#### What is being asked:
Render the entries below as a JSON list of strings, with one string for each line and no blank lines. Leave the pictures out.

(Entries drawn from a collection)
##########

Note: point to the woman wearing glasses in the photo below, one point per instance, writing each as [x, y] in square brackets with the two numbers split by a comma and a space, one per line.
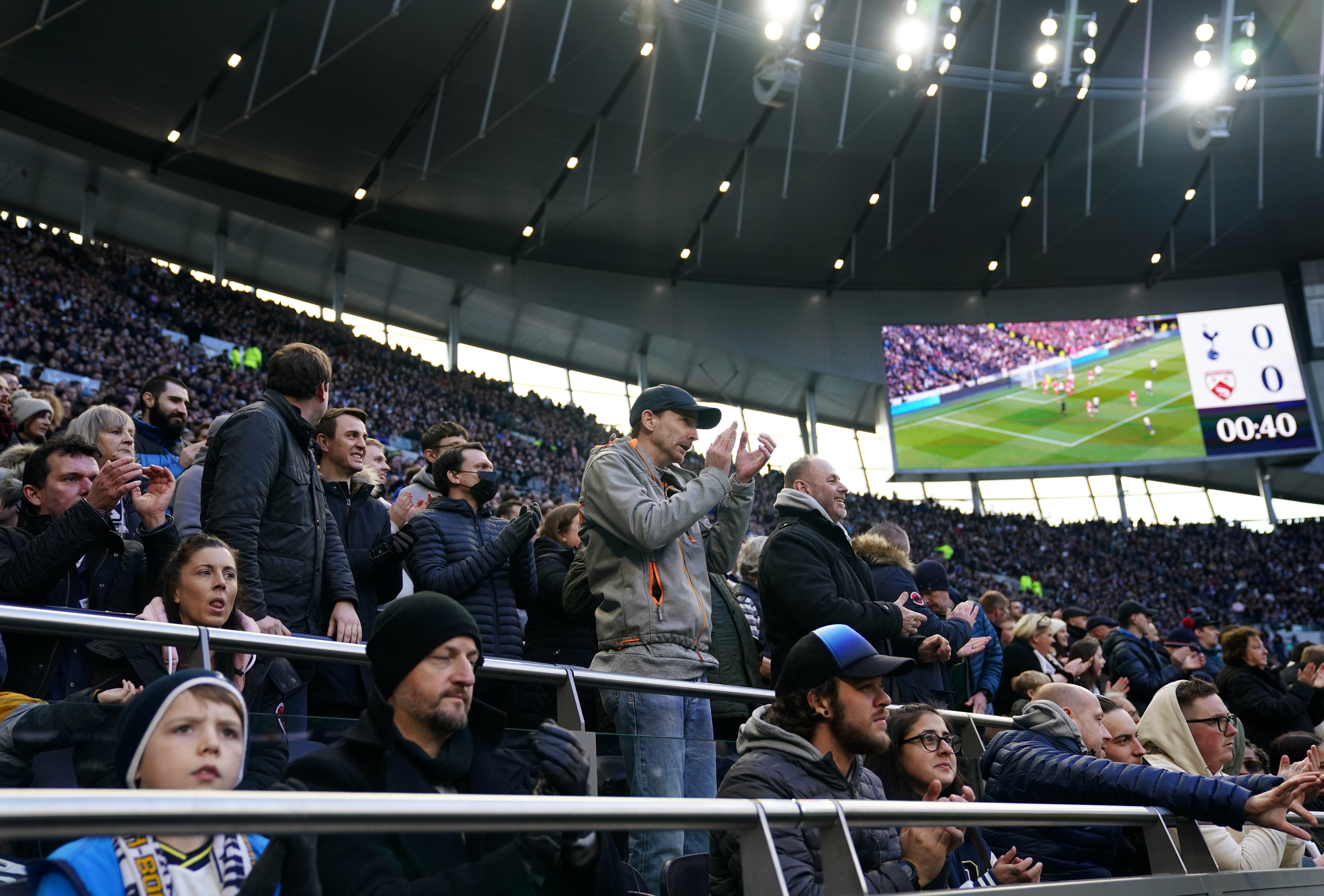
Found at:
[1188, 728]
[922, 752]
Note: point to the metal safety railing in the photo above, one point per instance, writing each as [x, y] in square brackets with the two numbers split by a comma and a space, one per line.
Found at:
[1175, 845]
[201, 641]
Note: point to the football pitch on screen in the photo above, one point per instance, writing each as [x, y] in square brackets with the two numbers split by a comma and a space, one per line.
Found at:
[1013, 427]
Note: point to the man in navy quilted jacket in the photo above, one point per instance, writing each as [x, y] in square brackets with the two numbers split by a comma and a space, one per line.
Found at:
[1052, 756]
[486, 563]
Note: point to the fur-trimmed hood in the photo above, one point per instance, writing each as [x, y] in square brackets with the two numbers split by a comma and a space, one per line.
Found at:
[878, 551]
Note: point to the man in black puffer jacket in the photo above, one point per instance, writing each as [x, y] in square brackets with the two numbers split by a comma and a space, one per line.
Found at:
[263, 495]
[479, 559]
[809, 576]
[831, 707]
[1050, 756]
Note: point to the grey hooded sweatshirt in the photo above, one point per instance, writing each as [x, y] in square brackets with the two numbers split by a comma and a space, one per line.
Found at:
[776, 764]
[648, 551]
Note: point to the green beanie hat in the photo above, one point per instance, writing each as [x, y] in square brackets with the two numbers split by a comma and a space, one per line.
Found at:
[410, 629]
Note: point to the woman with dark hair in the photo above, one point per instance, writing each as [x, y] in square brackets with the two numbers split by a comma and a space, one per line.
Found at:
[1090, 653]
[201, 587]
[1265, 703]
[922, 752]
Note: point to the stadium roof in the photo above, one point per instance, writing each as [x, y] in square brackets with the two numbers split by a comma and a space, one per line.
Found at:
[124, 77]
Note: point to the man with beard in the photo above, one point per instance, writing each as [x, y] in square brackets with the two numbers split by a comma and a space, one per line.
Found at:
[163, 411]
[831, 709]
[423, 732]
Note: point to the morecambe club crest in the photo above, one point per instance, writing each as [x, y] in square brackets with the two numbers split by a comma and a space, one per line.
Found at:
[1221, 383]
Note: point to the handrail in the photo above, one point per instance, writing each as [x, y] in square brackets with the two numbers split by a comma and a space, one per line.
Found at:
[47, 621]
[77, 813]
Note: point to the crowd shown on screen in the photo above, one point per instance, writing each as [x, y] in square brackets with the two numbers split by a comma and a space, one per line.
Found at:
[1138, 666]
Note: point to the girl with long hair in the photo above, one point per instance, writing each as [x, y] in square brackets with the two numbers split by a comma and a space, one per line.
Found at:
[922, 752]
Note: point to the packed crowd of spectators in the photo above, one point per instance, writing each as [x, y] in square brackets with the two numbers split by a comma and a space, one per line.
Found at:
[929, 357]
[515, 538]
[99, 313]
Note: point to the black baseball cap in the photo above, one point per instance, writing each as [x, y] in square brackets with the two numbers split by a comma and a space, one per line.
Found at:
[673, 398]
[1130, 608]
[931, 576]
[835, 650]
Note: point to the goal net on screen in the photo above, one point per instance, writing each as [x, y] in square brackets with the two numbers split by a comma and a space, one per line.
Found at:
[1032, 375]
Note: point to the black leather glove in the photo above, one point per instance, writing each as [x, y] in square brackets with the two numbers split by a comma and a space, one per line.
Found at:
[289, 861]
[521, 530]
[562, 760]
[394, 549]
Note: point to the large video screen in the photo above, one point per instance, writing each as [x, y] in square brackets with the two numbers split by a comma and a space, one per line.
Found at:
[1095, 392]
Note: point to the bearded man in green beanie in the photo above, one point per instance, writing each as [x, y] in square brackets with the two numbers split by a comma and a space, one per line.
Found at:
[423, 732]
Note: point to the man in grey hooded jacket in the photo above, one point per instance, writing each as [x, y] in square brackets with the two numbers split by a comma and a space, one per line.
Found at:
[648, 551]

##########

#### Solution to this task:
[
  "Note: point to the woman wearing glasses in the photo below, one point per instance, writing each as [x, y] in square brackets with the two numbers split by a comma and a space, one per line.",
  "Found at:",
  "[1188, 728]",
  "[922, 752]",
  "Note: point to the metal safety railing in the photo above, one point per instance, writing each as [x, y] in square brackets with the two numbers split by a comma and a space, one per line.",
  "Found at:",
  "[1175, 845]",
  "[201, 641]",
  "Note: point to the football pitch on screen in the photo above, one point per instance, writing each as [x, y] in square brackets with the two numbers split by a comma and a space, one per line.",
  "Found at:",
  "[1013, 427]",
  "Note: point to the man in navy quilted jacket in the photo above, one point per instance, writing each as [x, y] in square brackets with the two numbers split by a comma and a space, one per line.",
  "Found at:",
  "[1052, 756]",
  "[486, 563]",
  "Note: point to the fur-trimmed hood in the photo above, one point per instance, writing each as [x, y] in square brackets with the two numbers split by a comma and a space, one per line.",
  "Found at:",
  "[878, 551]",
  "Note: point to the man in black puffer jacket in the photo above, one point per instance, writing each as [x, y] in square brackets with the two numbers split by a comma and a space, one per line.",
  "Found at:",
  "[263, 495]",
  "[479, 559]",
  "[809, 576]",
  "[831, 707]",
  "[1050, 756]",
  "Note: point to the grey hooded sweatshirt in the photo above, one point per instance, writing each as [x, y] in square brackets with the two numbers split by a comma and a space, one per line.",
  "Found at:",
  "[776, 764]",
  "[648, 551]",
  "Note: point to the green beanie hat in the photo above, one point per instance, writing each as [x, y] in square brackets with the two numbers split by a comma and a space, one per line.",
  "Found at:",
  "[410, 629]",
  "Note: point to the woman with dark hair in the photo above, one point per instance, writing each as [x, y] in square brackets with the two numbers split by a comma and a space, one per line.",
  "Found at:",
  "[1090, 653]",
  "[201, 587]",
  "[1265, 703]",
  "[922, 752]",
  "Note: point to the stadium roof in the photo above, one point per instance, writing each as [x, y] in square brackets with the two numbers split by a comma and a space, one per line.",
  "Found at:",
  "[124, 77]",
  "Note: point to the man with beard in the photo above, one point per instance, writing each as [x, y] in square brackets with the two numbers split by a comma and a space, one per line.",
  "Found at:",
  "[163, 411]",
  "[831, 709]",
  "[423, 732]",
  "Note: point to the morecambe club crest in the photo above, one point per instance, writing each as [x, y] in square brackets with the two numbers split by a comma and a space, one per line.",
  "Found at:",
  "[1221, 383]",
  "Note: point to the handrail in the photo above, one point per instance, writing each as [x, y] in square brackets with the two numbers split by a comma and a space, one per line.",
  "Found at:",
  "[47, 621]",
  "[77, 813]",
  "Note: point to the crowd shown on screen in the photo above, one point per instance, writing each as [x, y] in square brackets with the two numbers split by a comma and a space, one per line.",
  "Found at:",
  "[1138, 666]",
  "Note: point to the girl with long hair in the photo above, one point per instance, writing each as [x, y] in square brackets with the two numbers split by a comma and a space, one per line.",
  "Found at:",
  "[922, 752]",
  "Note: point to the packed crowd of spectators in the photo above, one point per instance, writing each as [x, y] in square brackets with the two numbers split by a comma and a space, one per line.",
  "Found at:",
  "[929, 357]",
  "[515, 538]",
  "[99, 313]",
  "Note: point to the black baseball cap in the photo above, one point per instance, writing each as [x, y] in square brackets with the two numbers split by a comma and a space, one per line.",
  "Found at:",
  "[673, 398]",
  "[1130, 608]",
  "[931, 576]",
  "[835, 650]",
  "Note: point to the goal net on screen in the photo above, one point per instance, writing each as [x, y] in square brackets with the two numbers split by a comma and a space, one per line.",
  "Found at:",
  "[1032, 375]",
  "Note: point to the black leather glove in the photo above, one point per instance, writing each as [x, y] in square brackets with the two numbers split by a comma and a space, one per line.",
  "Found at:",
  "[289, 861]",
  "[521, 530]",
  "[562, 760]",
  "[394, 549]",
  "Note: point to the large video screen in the photo above, one point per instance, writing each as [x, y] in square brackets with the two numbers split by a comma and a space, one per line.",
  "Found at:",
  "[1095, 392]",
  "Note: point to the bearded man in green beanie in the photo above, one point per instance, writing each as [x, y] in square brackets with the two numbers split by a comma and a space, one per line.",
  "Found at:",
  "[423, 732]",
  "Note: point to the man in grey hooded jacket in the photo above, one point per instance, writing each as [x, y] in square brackets with the two numbers split by a comma and a space, one per line.",
  "Found at:",
  "[648, 551]"
]